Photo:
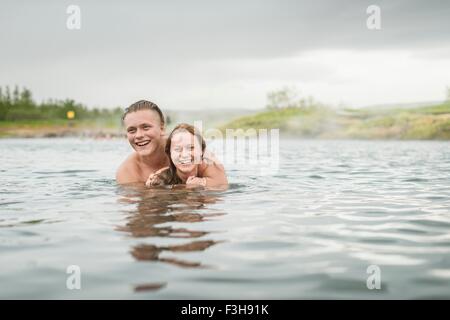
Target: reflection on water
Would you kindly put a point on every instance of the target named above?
(311, 231)
(157, 207)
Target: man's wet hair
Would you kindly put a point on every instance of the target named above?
(144, 105)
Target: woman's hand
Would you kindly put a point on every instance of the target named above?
(154, 179)
(196, 181)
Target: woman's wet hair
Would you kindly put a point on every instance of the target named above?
(182, 127)
(144, 105)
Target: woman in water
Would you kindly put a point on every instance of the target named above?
(185, 148)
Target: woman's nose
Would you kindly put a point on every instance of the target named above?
(139, 132)
(185, 152)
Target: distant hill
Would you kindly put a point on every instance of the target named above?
(395, 122)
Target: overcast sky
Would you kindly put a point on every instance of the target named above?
(226, 54)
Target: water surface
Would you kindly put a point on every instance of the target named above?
(310, 231)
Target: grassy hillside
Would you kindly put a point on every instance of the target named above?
(430, 122)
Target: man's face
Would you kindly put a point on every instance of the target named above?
(144, 131)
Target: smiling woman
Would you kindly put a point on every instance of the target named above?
(185, 148)
(145, 126)
(144, 123)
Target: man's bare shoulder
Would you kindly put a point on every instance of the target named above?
(127, 171)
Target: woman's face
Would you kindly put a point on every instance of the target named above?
(185, 151)
(144, 131)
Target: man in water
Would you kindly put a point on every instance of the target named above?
(145, 127)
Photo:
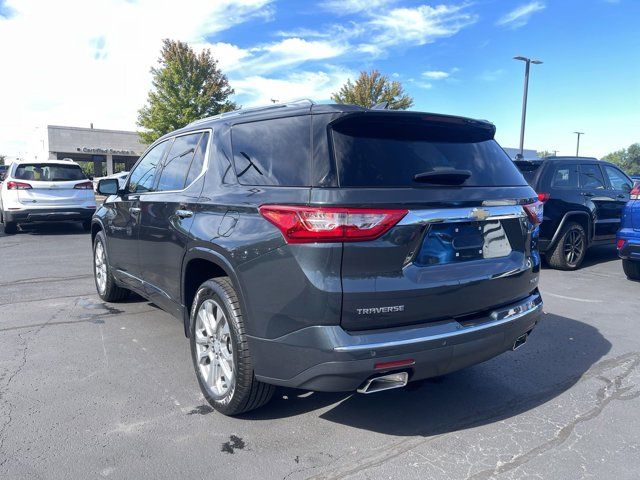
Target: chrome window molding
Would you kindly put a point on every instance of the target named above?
(205, 164)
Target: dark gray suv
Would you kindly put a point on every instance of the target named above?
(326, 247)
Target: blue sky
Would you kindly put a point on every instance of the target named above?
(452, 57)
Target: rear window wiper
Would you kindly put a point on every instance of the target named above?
(443, 177)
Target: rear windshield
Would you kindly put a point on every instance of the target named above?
(273, 152)
(388, 151)
(49, 172)
(528, 170)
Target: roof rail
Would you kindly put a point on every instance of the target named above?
(260, 108)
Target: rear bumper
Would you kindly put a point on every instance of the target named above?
(327, 358)
(48, 215)
(631, 248)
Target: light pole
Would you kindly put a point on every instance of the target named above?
(528, 62)
(578, 143)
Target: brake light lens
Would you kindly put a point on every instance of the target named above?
(329, 224)
(535, 211)
(12, 185)
(543, 197)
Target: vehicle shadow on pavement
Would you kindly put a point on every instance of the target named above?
(595, 256)
(554, 359)
(58, 228)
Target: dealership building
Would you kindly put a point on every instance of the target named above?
(108, 151)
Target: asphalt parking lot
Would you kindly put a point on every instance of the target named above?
(90, 390)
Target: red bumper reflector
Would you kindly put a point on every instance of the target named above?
(394, 364)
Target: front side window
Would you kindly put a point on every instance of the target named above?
(565, 176)
(591, 177)
(617, 179)
(198, 159)
(51, 172)
(143, 175)
(176, 166)
(273, 152)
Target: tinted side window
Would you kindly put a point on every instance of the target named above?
(618, 180)
(143, 175)
(389, 150)
(198, 159)
(565, 176)
(591, 176)
(176, 166)
(273, 152)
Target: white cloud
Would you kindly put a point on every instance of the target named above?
(520, 16)
(419, 25)
(271, 57)
(74, 62)
(345, 7)
(435, 74)
(318, 85)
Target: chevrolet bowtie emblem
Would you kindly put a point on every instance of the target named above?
(479, 214)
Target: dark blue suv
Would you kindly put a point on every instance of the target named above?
(628, 238)
(326, 247)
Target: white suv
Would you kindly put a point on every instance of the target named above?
(45, 191)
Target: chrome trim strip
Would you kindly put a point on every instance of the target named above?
(451, 215)
(533, 307)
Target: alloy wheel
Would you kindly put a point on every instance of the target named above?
(100, 267)
(573, 247)
(214, 348)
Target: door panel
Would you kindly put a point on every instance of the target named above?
(166, 218)
(619, 187)
(594, 188)
(124, 224)
(122, 231)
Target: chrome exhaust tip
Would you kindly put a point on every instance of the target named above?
(384, 382)
(521, 340)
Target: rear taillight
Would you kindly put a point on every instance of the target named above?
(534, 212)
(329, 224)
(543, 197)
(11, 185)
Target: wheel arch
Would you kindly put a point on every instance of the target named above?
(201, 264)
(580, 217)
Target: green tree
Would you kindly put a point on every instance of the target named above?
(628, 159)
(186, 87)
(371, 88)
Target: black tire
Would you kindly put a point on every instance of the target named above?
(112, 291)
(245, 392)
(631, 269)
(568, 253)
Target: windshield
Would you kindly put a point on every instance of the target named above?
(390, 151)
(52, 172)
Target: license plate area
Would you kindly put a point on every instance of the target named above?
(463, 241)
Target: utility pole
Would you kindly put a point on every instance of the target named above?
(528, 62)
(578, 143)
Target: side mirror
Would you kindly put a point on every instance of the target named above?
(108, 186)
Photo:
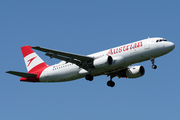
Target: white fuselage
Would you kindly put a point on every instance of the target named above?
(123, 56)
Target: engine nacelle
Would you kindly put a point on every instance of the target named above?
(103, 62)
(135, 71)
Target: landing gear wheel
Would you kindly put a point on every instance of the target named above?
(154, 66)
(89, 77)
(153, 61)
(111, 83)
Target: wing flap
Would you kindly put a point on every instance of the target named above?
(21, 74)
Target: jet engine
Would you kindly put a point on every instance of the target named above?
(101, 62)
(135, 71)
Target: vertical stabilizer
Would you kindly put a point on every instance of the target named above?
(34, 63)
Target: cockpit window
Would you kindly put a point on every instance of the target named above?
(160, 40)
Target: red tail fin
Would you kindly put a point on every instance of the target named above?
(33, 62)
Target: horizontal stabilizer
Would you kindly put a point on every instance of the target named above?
(21, 74)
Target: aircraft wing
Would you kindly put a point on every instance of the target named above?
(21, 74)
(79, 60)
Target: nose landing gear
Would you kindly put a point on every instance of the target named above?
(111, 83)
(153, 61)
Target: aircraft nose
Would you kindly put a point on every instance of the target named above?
(171, 46)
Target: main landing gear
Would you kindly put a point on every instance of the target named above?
(110, 83)
(89, 77)
(153, 61)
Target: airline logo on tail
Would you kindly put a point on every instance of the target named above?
(30, 60)
(33, 62)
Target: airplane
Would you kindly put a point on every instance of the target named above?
(113, 62)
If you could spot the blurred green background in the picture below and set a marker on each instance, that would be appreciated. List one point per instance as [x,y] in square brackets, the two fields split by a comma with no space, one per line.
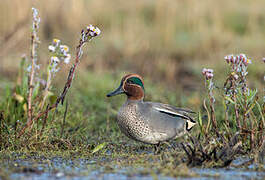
[167,42]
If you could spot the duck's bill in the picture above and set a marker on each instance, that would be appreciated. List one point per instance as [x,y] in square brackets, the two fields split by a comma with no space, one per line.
[119,90]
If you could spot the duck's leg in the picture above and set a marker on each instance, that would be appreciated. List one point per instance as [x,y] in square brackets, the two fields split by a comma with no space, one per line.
[157,148]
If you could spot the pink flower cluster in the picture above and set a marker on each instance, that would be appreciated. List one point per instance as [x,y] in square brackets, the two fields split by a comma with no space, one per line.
[208,73]
[238,59]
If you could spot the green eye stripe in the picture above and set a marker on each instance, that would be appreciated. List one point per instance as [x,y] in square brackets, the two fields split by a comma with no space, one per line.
[136,80]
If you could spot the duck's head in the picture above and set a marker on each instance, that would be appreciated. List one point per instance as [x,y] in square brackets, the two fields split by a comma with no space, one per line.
[132,85]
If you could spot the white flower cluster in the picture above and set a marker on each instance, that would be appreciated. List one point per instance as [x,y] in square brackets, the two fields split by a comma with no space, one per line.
[238,59]
[60,53]
[208,73]
[90,33]
[93,31]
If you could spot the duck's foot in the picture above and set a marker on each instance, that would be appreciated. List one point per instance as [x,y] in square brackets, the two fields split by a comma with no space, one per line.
[157,149]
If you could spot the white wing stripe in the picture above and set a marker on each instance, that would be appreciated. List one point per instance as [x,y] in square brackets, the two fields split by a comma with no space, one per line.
[170,112]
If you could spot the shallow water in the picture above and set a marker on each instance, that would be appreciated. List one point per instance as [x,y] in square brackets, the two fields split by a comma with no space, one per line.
[59,168]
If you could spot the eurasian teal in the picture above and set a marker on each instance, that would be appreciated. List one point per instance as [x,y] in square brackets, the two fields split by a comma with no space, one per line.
[149,122]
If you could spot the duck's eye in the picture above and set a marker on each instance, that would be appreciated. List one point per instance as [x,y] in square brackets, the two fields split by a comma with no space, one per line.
[129,81]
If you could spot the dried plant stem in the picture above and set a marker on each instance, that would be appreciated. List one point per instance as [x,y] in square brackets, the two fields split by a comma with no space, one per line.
[31,77]
[212,113]
[235,106]
[64,92]
[46,90]
[64,117]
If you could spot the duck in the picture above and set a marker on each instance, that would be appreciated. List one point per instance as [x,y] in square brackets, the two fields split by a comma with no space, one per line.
[149,122]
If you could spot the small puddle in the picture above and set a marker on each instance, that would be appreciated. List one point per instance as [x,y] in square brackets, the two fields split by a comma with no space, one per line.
[58,168]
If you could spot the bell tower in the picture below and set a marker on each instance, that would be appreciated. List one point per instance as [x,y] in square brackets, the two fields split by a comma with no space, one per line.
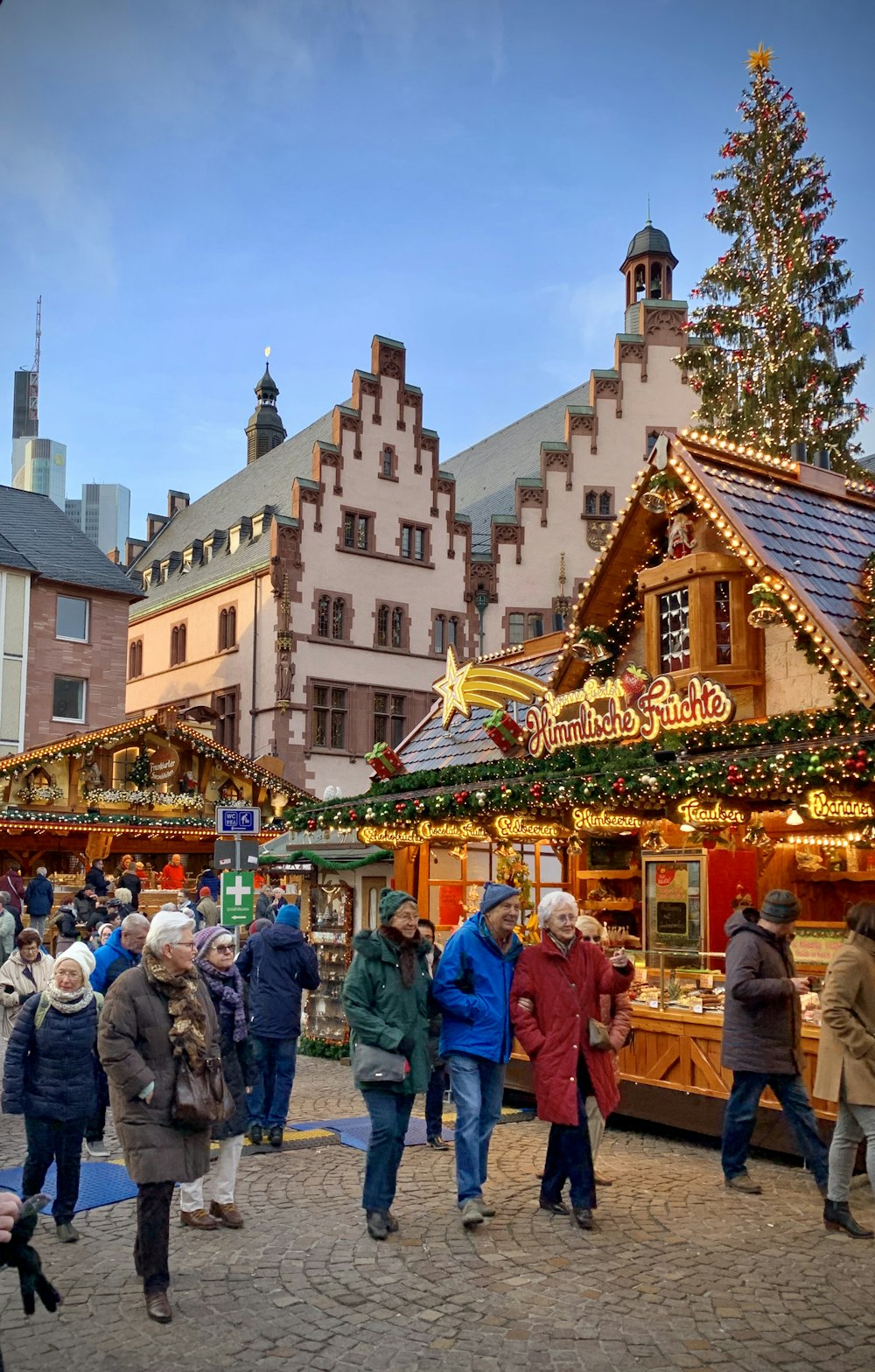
[265,429]
[648,270]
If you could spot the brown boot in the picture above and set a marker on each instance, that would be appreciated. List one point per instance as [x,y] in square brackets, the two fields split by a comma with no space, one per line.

--------------------

Begin with the line that contains "If you could spot the shallow" and copy every line through the end of the listing, exactly as written, both ends included. Pictures are not part of the copy.

● Solution:
If you could spot the shallow water in the picture above and set a marker on each instance, that would be appreciated. List one point per instance as [x,y] in square brackets, the two fields split by a comma with no space, one per line.
[59,168]
If you could spot the eurasian teal in the picture above and set a marker on each instance, that would be appreciated. List one point per instance as [x,y] in square brackets, the two fields split by a comma with no space, one per line.
[149,122]
If you could spot the duck's eye in the picture above and set a marker on each instance, that would be appreciated. List one point per instance as [x,y] in square brackets, the two fields split by a comma with no space, one per line.
[129,81]
If you could spot the dried plant stem in the picture above and set a marker on each instance, that would be appreciated. List one point per instance as [x,y] in square brackets, the two fields split by a comma with no space, one per line.
[31,77]
[212,113]
[235,106]
[64,92]
[46,90]
[64,117]
If you could spot the duck in the picture above and set a marker on each instance, that would be appreciated. List one point per instance as [x,y] in square brackets, the two fields split by a comma with no space, one per line.
[149,122]
If you could spot the small puddle in the picture above and set a marker on each instance, that would be appreciated. List one point per instance as [x,y] in square brackets, the two fields split by a comma with no space, one per line.
[58,168]
If you could spot the bell tower in the picture below and set a marker on each instance, that would be appreciated. List one point per instance as [x,y] in square brackets, the two fields split by a comma with no space, one per line.
[265,429]
[648,270]
If you could spot the brown boot in the picture above and set a marker on each instance, that would be appreciated. List one point per instance as [x,y] in square brackets, the two fields split by a comma with no space, one per line.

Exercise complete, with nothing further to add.